Reproduce the following lines word for word, starting at the line that contains "cloud, placing a dot on each." and ending at the last line, with both included.

++++

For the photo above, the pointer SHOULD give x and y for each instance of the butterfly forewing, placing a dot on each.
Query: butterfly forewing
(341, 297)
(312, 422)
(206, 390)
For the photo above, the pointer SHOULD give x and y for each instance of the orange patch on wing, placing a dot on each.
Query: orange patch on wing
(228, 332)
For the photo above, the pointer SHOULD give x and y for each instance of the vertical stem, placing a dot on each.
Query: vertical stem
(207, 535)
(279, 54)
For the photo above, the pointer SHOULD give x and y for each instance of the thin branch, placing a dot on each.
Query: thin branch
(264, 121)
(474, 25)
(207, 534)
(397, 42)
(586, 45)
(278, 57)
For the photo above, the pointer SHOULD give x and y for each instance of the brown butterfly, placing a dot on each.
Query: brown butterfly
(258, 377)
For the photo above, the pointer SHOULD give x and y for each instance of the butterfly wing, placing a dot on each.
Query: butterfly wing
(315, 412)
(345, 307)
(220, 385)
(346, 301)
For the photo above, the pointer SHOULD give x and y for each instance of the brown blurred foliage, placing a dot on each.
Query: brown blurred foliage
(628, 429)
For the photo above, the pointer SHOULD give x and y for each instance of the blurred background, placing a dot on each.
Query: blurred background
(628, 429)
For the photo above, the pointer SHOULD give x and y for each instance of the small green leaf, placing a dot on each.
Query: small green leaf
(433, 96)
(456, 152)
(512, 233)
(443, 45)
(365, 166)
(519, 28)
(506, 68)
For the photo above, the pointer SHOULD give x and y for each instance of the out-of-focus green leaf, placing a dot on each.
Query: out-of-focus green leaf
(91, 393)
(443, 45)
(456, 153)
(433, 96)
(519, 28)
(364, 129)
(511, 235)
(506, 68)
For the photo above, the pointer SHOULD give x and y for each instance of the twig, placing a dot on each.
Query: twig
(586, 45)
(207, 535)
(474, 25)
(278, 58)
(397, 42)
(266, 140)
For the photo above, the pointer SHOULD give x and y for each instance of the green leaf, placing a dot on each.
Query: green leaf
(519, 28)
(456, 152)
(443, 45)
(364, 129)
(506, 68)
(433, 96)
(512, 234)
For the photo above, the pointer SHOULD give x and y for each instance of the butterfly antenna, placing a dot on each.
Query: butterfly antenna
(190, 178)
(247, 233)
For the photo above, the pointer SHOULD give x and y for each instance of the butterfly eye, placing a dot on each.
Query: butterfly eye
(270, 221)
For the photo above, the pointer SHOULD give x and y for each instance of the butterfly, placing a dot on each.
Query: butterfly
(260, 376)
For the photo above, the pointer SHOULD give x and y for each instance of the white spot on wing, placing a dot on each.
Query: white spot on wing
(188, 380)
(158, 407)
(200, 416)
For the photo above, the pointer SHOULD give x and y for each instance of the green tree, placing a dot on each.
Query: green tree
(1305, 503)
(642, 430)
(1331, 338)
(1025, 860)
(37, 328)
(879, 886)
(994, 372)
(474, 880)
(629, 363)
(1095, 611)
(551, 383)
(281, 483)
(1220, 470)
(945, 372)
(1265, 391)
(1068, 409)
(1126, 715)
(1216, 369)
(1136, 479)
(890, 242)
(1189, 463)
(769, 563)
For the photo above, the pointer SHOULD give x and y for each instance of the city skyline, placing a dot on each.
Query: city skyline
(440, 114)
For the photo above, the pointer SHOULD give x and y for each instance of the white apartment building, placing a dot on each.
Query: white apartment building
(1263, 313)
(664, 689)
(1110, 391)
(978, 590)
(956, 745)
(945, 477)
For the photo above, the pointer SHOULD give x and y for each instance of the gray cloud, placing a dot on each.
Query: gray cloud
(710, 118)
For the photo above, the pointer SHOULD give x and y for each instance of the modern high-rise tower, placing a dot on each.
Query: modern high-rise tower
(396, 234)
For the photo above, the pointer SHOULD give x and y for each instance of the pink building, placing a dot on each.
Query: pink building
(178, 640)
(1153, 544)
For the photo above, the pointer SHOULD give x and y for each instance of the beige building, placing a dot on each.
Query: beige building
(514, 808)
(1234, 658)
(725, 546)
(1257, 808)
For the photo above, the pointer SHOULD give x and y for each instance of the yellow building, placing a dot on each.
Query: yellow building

++++

- RESPONSE TO THIS EXERCISE:
For the photo above, the pointer SHOULD give x and y for each instance of the gray cloud, placing a dot on each.
Query: gray cloud
(710, 118)
For the photo above, the pointer SHOULD give x and y for each instance of the modern high-rise tower, placing a dot on each.
Query: modern high-rise tower
(396, 234)
For the photo above, the pointer SHOULD give x and y for each instance of the pink building, placing a dot on each.
Query: pink building
(178, 640)
(1153, 544)
For the photo above, the pointer SHOULD give x and y for each instance of the beige building, placing a dot on each.
Query: beige building
(514, 808)
(1234, 658)
(725, 546)
(1257, 808)
For the photo above, the pointer SHOULD give x and y for each instance of the yellow building, placing a dot on each.
Query: yellow building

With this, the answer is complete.